For some people crisis and mass death are spurs to writing. For me the words dry up. On a day that may or may not turn out to bring a temporary cessation in the British-backed Israeli bombardment of Gaza, I’m posting a few paragraphs I managed to scribble last week, following the London March for Palestine on 11 November, Armistice Day.
I’m what you might call a red-poppy baby. I grew up in the city where John McCrae – the Canadian soldier who penned the poem “In Flanders Field”, sometimes credited for making poppies a symbol of remembrance – was raised. I went to the high school McCrae had attended a century earlier, before he died of pneumonia in Ypres during the final year of the First World War. Just a few weeks ago, on a trip to my hometown, I walked with my mother past the small bungalow where he lived, now a museum, McCrae House, where schoolchildren go to learn about the horrors of war and how to honour those who have “fought for our freedom”.
Such a loaded phrase. So much unfulfilled promise in that final word; so much exclusion in the one before.
John McCrae was a poet and doctor as well as a soldier. There is much to admire about him. That doesn’t mean we should admire the institution he served. Poppies, “In Flanders Fields” and McCrae memorabilia were all part of what I’ve come to think of as the banal militarism of my childhood. A militarism coated in the language of peace, ignorance and fuzzy Canadian patriotism, what a friend of mine once called Canada’s “fluffy-bunny image” of itself.

************

**SET TASK**
Copy out the entire passage above about red poppies and Armistice Day, word for word.

************

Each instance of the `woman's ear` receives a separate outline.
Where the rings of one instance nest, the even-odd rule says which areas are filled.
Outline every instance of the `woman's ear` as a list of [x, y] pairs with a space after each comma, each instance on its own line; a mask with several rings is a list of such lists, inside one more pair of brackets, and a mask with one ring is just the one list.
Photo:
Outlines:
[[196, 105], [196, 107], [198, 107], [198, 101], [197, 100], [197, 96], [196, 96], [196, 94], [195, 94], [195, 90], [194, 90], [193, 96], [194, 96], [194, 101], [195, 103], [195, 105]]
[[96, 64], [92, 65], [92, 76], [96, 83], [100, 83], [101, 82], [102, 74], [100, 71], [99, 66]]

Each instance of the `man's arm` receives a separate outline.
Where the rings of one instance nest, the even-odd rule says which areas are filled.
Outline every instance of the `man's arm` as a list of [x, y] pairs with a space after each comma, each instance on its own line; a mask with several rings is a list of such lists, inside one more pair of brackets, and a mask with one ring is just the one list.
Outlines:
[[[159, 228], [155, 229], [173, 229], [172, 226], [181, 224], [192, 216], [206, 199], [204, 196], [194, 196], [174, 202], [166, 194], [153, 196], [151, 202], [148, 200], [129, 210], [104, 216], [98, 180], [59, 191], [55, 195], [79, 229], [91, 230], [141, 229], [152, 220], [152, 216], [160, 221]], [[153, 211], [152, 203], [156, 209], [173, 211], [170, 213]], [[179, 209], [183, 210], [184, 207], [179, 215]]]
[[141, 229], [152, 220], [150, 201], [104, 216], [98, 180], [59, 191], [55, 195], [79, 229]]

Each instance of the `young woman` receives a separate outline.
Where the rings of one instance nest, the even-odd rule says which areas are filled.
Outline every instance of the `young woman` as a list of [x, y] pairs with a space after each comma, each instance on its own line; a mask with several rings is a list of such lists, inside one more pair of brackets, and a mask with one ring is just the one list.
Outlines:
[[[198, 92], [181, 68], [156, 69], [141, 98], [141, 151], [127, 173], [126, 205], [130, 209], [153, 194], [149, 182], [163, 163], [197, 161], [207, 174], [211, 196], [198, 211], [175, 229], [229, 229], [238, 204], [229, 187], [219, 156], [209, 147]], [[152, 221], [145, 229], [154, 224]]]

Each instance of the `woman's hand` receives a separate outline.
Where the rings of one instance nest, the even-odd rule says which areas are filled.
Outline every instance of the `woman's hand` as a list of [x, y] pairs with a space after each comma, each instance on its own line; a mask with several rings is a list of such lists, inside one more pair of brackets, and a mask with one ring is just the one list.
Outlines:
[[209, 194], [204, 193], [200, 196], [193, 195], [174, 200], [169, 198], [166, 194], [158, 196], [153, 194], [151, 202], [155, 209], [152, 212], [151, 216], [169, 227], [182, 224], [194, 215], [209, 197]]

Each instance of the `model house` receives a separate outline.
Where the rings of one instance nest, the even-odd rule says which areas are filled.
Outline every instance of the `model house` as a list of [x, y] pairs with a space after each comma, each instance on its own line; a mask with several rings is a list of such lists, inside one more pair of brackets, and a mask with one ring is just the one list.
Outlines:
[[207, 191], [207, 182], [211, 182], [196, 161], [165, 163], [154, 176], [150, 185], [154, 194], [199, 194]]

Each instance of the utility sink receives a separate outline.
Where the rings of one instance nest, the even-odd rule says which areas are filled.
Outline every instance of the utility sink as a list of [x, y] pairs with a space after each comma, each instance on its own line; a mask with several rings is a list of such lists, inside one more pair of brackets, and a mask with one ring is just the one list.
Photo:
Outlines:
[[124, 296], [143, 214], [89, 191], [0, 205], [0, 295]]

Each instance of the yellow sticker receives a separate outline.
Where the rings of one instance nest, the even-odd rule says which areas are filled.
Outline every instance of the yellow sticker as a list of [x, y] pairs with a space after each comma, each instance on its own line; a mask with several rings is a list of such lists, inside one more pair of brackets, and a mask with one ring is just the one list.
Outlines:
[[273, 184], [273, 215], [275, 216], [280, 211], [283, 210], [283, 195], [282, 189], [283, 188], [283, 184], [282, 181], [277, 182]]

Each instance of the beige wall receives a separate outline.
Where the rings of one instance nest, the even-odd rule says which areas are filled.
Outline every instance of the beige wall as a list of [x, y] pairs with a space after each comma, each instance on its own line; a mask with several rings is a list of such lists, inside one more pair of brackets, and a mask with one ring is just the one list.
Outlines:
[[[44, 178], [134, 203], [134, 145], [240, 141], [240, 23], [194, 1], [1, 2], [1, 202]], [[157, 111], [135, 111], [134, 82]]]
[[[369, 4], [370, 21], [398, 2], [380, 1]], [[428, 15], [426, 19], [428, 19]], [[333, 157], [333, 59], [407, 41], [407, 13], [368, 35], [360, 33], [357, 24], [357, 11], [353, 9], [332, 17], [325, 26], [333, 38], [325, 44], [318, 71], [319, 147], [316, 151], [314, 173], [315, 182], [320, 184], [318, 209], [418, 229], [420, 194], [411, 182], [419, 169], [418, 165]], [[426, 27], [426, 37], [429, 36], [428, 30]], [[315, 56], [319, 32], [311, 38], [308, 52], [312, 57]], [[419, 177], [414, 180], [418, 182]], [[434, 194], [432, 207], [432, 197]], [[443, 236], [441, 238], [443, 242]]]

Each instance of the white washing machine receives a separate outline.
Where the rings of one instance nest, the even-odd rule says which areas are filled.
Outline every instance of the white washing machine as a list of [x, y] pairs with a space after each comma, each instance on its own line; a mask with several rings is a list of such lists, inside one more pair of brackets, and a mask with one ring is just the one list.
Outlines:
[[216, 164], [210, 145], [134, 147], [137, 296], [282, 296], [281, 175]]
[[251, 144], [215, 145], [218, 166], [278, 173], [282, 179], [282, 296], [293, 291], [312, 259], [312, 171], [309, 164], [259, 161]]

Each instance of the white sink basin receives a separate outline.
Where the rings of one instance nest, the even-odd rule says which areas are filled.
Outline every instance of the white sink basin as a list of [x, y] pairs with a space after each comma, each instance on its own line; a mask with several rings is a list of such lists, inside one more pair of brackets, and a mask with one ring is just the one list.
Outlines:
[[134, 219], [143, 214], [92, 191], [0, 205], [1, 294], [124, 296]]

************

**TASK ANSWER**
For some people crisis and mass death are spurs to writing. For me the words dry up. On a day that may or may not turn out to bring a temporary cessation in the British-backed Israeli bombardment of Gaza, I’m posting a few paragraphs I managed to scribble last week, following the London March for Palestine on 11 November, Armistice Day.
I’m what you might call a red-poppy baby. I grew up in the city where John McCrae – the Canadian soldier who penned the poem “In Flanders Field”, sometimes credited for making poppies a symbol of remembrance – was raised. I went to the high school McCrae had attended a century earlier, before he died of pneumonia in Ypres during the final year of the First World War. Just a few weeks ago, on a trip to my hometown, I walked with my mother past the small bungalow where he lived, now a museum, McCrae House, where schoolchildren go to learn about the horrors of war and how to honour those who have “fought for our freedom”.
Such a loaded phrase. So much unfulfilled promise in that final word; so much exclusion in the one before.
John McCrae was a poet and doctor as well as a soldier. There is much to admire about him. That doesn’t mean we should admire the institution he served. Poppies, “In Flanders Fields” and McCrae memorabilia were all part of what I’ve come to think of as the banal militarism of my childhood. A militarism coated in the language of peace, ignorance and fuzzy Canadian patriotism, what a friend of mine once called Canada’s “fluffy-bunny image” of itself.